What to produce — Lines from the entries below that hold "suit" form the answer; copy all of them.

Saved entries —
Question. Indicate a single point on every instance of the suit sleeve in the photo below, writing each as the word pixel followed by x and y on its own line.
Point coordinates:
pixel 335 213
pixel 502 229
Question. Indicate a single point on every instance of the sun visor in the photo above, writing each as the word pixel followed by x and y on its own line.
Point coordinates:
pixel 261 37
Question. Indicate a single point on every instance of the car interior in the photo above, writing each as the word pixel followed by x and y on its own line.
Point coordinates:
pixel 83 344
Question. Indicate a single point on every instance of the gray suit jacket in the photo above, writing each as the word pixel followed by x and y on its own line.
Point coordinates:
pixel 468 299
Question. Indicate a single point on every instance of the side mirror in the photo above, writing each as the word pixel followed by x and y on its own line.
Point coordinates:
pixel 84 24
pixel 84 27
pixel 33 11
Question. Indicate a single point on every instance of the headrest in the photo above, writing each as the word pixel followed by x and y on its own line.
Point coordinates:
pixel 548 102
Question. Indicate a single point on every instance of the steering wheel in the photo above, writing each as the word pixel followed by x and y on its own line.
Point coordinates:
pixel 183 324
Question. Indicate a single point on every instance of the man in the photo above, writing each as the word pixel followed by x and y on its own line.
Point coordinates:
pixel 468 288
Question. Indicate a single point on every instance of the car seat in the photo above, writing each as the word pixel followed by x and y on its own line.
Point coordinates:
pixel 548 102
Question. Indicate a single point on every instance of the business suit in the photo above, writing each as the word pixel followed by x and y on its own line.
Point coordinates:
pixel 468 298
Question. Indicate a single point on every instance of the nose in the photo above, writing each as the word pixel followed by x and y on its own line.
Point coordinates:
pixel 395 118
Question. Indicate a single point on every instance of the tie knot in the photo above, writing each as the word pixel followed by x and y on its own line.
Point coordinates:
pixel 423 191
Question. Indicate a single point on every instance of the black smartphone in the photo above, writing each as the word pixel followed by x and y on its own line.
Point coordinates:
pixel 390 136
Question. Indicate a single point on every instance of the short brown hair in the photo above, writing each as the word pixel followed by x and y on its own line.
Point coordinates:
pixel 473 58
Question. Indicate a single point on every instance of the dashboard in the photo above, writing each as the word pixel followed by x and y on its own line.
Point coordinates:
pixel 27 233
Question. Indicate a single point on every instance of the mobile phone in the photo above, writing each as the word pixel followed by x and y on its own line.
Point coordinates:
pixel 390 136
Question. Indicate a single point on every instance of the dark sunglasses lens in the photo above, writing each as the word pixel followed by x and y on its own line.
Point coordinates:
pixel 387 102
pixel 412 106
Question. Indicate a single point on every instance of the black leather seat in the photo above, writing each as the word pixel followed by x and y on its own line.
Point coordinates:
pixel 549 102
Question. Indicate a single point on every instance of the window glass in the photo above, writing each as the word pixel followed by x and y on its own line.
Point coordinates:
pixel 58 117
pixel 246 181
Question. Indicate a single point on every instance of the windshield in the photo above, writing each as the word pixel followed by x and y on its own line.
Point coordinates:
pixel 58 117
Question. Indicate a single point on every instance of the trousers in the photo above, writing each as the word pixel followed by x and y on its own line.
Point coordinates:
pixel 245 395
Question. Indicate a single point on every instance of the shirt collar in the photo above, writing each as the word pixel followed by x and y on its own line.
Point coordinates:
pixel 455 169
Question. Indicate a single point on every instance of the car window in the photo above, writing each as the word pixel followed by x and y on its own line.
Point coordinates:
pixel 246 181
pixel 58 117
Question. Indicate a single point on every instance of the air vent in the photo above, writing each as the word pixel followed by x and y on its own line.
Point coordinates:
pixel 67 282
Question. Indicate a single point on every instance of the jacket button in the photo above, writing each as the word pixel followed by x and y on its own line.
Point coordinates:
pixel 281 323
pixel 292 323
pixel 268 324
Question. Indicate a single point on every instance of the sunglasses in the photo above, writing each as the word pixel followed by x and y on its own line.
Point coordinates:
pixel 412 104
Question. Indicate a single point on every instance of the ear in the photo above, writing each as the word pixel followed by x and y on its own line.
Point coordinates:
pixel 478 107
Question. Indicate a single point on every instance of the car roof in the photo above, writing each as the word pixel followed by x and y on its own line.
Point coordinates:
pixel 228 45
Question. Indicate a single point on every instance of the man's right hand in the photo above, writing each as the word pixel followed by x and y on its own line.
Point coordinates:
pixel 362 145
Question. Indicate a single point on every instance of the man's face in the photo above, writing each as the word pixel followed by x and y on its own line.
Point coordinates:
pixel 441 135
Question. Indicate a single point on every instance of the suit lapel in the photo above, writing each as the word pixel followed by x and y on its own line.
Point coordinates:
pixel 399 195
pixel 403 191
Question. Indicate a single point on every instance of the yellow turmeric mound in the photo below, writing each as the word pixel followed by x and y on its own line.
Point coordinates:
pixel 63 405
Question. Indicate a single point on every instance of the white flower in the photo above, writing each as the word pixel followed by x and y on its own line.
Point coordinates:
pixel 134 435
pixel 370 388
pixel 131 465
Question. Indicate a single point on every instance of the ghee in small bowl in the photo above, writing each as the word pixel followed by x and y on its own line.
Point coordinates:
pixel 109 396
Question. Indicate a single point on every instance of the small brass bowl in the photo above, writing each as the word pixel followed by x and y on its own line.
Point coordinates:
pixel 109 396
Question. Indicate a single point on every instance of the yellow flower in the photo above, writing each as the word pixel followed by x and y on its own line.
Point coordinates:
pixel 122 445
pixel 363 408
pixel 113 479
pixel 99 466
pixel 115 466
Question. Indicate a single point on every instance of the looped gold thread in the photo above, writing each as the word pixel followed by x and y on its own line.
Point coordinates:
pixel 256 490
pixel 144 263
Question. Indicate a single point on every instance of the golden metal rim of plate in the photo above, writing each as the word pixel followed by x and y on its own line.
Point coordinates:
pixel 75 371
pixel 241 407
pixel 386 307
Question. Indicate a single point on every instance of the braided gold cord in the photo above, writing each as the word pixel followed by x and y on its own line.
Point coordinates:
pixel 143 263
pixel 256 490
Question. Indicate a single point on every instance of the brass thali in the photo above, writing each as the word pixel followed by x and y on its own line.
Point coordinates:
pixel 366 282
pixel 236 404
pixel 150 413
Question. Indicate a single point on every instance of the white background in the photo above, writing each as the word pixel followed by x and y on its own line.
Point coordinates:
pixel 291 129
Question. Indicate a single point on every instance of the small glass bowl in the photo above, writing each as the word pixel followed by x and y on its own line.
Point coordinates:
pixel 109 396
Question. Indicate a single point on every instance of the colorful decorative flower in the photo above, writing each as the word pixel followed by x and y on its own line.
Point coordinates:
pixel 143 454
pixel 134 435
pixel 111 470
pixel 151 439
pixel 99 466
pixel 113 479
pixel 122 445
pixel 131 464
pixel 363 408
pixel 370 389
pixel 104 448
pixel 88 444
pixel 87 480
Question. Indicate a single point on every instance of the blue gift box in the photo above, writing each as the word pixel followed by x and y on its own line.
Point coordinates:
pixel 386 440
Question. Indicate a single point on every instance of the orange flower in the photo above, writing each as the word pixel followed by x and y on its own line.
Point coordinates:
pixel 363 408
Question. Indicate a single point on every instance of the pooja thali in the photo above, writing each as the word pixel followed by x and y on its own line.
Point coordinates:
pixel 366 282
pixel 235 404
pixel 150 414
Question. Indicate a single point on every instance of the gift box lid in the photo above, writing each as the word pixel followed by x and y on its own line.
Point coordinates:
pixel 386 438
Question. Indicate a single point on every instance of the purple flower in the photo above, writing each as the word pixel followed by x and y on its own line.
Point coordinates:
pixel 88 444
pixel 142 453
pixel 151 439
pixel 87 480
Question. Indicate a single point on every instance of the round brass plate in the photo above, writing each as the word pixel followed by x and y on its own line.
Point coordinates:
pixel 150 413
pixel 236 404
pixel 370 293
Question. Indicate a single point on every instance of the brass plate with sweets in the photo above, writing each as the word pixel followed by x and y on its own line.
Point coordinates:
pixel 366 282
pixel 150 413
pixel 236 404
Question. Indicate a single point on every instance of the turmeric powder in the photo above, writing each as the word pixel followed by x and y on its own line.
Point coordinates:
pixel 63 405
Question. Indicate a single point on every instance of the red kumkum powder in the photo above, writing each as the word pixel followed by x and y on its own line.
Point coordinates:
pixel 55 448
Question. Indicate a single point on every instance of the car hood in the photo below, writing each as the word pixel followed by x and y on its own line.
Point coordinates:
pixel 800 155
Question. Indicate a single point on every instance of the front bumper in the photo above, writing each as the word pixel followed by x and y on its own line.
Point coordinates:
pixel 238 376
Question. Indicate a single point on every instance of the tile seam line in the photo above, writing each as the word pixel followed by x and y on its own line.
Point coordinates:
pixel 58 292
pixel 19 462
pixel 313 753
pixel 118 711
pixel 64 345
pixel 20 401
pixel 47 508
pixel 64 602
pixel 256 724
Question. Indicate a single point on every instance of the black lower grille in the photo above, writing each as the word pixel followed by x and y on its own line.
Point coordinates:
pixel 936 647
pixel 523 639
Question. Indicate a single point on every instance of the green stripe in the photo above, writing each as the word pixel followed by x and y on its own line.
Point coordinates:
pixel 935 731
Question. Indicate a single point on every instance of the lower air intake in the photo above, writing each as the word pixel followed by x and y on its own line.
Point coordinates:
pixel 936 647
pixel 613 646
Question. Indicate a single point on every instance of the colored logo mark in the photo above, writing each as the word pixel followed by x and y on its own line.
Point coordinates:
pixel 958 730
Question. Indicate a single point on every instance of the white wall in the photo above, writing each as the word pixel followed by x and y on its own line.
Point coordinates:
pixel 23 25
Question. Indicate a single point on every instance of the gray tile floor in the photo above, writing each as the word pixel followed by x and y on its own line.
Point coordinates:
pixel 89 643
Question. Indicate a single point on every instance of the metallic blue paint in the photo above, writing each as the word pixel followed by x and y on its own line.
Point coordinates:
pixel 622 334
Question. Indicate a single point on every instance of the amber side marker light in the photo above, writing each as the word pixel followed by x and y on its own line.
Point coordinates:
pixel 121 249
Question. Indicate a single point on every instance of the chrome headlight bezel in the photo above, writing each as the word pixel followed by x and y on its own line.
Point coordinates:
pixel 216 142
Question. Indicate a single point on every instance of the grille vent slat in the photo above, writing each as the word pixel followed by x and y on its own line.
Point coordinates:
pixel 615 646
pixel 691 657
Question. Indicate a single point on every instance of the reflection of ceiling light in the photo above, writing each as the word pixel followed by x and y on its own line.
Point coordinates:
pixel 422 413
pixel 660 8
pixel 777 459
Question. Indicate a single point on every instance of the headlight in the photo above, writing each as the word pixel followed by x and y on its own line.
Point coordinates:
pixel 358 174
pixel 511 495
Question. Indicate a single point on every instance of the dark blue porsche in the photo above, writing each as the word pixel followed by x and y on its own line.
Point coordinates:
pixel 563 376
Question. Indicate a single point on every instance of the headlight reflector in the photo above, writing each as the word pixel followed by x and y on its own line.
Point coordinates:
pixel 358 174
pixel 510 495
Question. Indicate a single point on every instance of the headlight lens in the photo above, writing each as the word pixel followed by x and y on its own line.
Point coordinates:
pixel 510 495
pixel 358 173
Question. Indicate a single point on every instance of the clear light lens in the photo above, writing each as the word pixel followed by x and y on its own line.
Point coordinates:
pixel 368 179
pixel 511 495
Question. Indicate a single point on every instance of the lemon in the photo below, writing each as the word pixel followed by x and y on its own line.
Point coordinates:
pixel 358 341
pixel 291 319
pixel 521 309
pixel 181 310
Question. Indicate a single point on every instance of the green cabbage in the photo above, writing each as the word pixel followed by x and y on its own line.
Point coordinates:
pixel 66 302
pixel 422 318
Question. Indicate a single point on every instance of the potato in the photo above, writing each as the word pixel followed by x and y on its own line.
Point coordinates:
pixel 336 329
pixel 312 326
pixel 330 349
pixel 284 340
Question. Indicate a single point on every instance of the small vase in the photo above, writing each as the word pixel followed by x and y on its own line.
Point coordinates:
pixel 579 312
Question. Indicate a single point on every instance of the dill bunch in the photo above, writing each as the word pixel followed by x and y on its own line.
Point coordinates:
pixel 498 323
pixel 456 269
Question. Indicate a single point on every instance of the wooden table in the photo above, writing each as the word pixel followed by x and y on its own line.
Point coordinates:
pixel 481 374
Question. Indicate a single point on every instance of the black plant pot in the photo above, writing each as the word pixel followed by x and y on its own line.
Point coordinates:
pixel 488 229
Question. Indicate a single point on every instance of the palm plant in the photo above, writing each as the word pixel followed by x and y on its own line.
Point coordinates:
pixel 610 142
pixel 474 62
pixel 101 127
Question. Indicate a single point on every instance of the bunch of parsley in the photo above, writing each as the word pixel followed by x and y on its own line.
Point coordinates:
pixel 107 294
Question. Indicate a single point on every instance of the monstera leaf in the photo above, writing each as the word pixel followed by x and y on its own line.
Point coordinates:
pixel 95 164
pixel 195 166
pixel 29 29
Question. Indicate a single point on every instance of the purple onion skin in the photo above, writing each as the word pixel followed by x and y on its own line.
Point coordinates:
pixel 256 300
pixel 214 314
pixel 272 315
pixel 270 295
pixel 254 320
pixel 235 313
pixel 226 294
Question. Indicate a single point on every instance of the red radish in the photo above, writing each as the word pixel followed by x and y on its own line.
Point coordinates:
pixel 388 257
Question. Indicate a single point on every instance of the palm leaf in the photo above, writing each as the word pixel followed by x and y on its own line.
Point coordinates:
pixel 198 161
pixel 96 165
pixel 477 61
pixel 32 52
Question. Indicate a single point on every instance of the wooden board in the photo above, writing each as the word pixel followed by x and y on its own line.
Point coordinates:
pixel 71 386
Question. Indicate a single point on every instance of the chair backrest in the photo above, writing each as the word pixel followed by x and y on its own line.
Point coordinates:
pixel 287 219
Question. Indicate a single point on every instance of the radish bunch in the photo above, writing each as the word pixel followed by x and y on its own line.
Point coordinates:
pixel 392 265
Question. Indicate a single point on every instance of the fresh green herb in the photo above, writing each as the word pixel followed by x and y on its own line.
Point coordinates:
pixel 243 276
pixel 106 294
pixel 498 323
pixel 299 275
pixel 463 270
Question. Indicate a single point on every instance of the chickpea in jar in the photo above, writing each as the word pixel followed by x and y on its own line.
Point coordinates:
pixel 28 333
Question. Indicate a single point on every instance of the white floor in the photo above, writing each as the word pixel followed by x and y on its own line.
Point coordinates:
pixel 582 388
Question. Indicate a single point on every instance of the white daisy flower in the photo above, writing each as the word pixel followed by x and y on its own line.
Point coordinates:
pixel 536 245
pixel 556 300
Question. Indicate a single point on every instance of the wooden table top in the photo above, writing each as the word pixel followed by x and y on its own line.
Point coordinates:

Response to this task —
Question. Indicate a single point on every instance of the suit sleeve in the photo below, writing each as the word pixel followed by x and y on its own line.
Question. Indicate a single point on every instance of the gray suit jacket in the photo above, writing each as the word pixel followed by x and y on its own line.
Question. Indicate a single point on every instance of the business suit in the photo above, writing each as the word pixel followed by x and y on its own line.
Question. Indicate a single point on every instance of the suit lapel in the photo above, writing each as the word pixel followed by x and y on its own line.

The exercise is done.